=== Task prompt ===
Rewrite the lines below, replacing every "photo" with "image" and leaving everything else unchanged. Omit the pictures from your answer.

=== A set of data ===
○ ○ ○ ○ ○

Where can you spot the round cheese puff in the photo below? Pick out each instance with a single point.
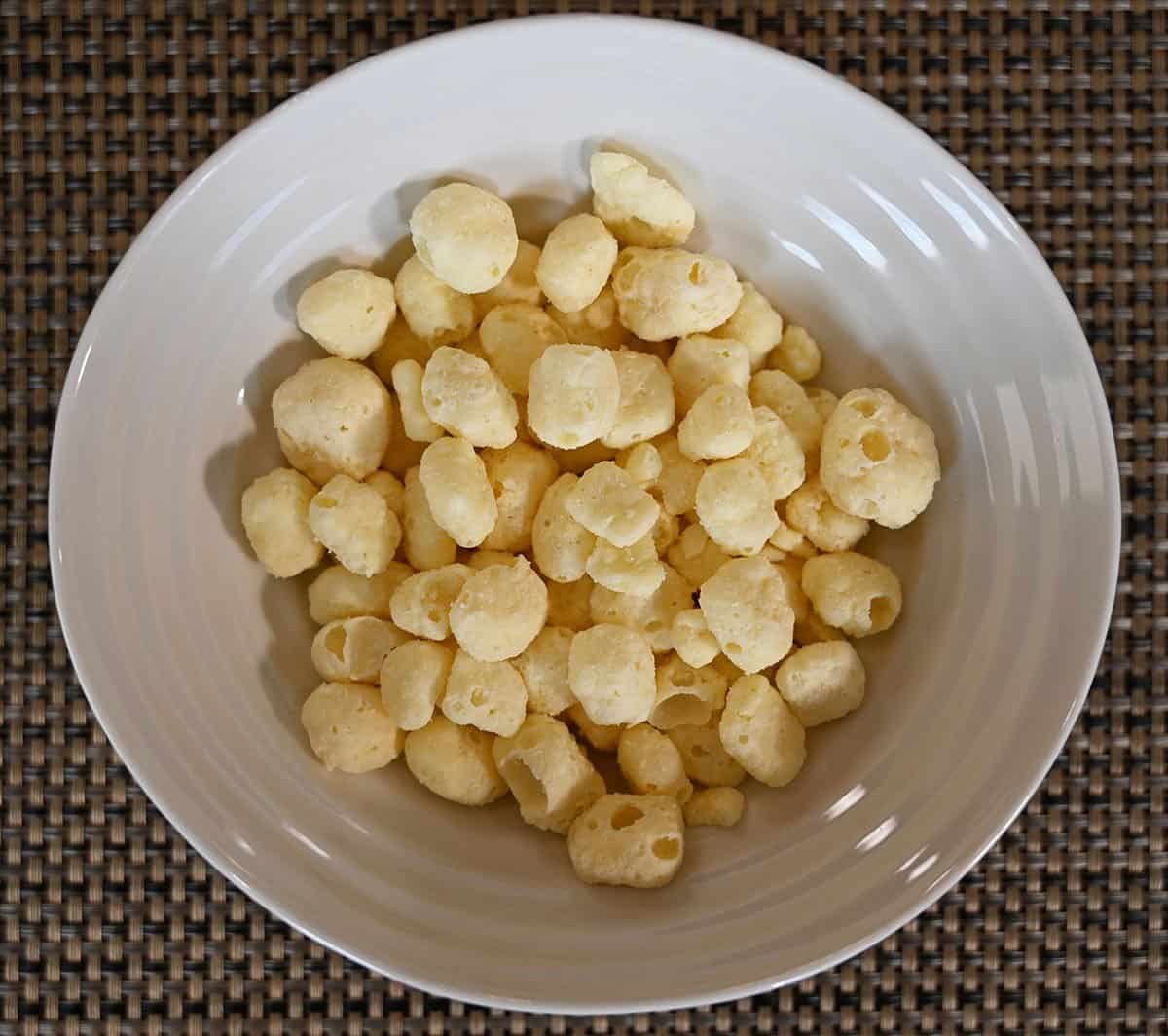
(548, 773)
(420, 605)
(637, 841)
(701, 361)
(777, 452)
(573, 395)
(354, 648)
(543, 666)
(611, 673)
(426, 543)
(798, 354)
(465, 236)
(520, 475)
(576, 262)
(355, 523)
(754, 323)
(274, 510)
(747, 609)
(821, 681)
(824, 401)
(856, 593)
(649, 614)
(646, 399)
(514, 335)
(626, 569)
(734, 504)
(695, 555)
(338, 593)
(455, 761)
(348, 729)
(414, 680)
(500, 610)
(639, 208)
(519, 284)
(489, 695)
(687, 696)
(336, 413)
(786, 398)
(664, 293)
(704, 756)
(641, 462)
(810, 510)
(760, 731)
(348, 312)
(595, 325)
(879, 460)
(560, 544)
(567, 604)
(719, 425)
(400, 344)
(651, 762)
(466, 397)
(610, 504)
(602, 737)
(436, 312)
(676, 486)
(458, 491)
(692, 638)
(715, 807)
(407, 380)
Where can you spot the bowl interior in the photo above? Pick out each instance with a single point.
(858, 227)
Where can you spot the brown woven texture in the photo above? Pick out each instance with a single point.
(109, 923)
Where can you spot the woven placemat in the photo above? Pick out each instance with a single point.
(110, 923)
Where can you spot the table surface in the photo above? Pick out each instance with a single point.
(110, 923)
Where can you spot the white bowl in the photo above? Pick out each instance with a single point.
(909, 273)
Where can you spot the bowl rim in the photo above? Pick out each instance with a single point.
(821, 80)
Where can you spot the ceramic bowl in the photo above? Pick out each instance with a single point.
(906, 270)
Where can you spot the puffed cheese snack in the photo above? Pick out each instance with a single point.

○ ○ ○ ○ ○

=== Output of the task ===
Where can you spot the round cheese puff in the image below? Pick out each instance with a single point.
(548, 773)
(420, 605)
(637, 841)
(701, 361)
(777, 452)
(573, 395)
(354, 648)
(543, 666)
(611, 673)
(426, 543)
(798, 354)
(465, 236)
(520, 475)
(576, 262)
(355, 523)
(754, 323)
(274, 510)
(747, 609)
(821, 681)
(824, 401)
(856, 593)
(649, 614)
(646, 399)
(514, 335)
(626, 569)
(734, 504)
(695, 555)
(338, 593)
(455, 761)
(348, 729)
(414, 680)
(500, 610)
(639, 208)
(519, 284)
(489, 695)
(687, 696)
(336, 413)
(786, 398)
(664, 293)
(704, 756)
(641, 462)
(810, 510)
(760, 731)
(348, 312)
(595, 325)
(879, 460)
(560, 544)
(567, 604)
(719, 425)
(400, 344)
(651, 762)
(466, 397)
(610, 504)
(602, 737)
(436, 312)
(676, 486)
(458, 491)
(692, 638)
(715, 807)
(407, 380)
Where can you spot the bowl interior in the image above? Pick out each instance with a single point.
(858, 227)
Where can you spot the brown woven texture in the image above? Pick out each instance with a single point.
(109, 923)
Where can you spot the woven placemat in the image above? Pick out each instance with a single point.
(110, 923)
Where can you spot the table surface in the image above? Pick out each instance with a single point.
(110, 923)
Where can you spot the white bowl in the image above? Pick out each instance with a single point.
(909, 273)
Where can you spot the bowl rim in the image above? Pick out each instance with a single point.
(821, 80)
Where can you spot the ceramic bowl in the image above? Pick out each instance with a single point.
(906, 270)
Where can you spot the puffed cheese snack in the image above? Pick out each instance with a single point.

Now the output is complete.